(WRITTEN REQUEST)
Please write out the lines running from the one containing "Target: building facade" through the end of the entries, inclusive, as a JSON list of strings, one string per line and blank lines omitted.

--- DATA TO PROCESS ---

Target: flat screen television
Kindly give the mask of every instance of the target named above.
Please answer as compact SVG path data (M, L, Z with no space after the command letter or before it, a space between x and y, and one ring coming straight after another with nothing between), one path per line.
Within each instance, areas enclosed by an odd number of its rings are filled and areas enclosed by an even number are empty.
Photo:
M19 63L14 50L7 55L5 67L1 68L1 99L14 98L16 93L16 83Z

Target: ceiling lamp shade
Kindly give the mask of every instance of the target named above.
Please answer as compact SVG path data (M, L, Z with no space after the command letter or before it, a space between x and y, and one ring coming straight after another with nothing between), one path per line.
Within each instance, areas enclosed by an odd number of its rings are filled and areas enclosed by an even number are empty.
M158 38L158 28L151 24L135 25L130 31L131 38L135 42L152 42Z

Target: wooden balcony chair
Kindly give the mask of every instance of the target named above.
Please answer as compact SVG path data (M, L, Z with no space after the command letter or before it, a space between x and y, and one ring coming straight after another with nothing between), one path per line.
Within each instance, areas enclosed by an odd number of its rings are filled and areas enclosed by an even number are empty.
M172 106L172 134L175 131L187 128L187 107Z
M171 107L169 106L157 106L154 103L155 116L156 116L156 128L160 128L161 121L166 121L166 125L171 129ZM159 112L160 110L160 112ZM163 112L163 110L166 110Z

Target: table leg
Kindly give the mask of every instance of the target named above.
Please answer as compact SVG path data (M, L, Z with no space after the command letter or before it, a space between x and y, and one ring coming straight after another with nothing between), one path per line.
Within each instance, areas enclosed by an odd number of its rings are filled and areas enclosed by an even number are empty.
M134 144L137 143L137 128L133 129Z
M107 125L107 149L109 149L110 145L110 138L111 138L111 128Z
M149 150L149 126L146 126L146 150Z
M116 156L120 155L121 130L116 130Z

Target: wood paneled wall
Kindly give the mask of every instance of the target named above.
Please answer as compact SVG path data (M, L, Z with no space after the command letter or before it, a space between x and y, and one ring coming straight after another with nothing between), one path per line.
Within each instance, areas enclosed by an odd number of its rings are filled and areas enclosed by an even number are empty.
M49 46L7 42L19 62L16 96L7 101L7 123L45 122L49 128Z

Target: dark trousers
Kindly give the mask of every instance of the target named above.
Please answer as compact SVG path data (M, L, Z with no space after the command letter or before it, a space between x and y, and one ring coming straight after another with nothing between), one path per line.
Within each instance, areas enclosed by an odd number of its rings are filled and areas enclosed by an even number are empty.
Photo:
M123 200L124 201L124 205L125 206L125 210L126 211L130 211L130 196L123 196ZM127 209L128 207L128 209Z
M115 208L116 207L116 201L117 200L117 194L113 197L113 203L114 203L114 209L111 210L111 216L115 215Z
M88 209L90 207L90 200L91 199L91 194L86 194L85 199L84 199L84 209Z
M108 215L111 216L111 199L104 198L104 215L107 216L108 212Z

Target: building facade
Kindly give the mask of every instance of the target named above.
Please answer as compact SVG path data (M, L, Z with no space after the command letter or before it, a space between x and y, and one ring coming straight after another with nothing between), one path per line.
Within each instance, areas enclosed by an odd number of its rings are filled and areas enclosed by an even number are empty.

---

(EXERCISE SOLUTION)
[
  "Target: building facade",
  "Kindly give the mask of every instance of the target named above.",
  "Please answer as compact SVG path data (M, L, Z with no space after the command letter or before it, a space between x and y, and one ring coming straight after another with nothing between), one path per line.",
  "Within each instance, areas enclosed by an odd number of its rings are filled and areas enclosed by an even number are empty."
]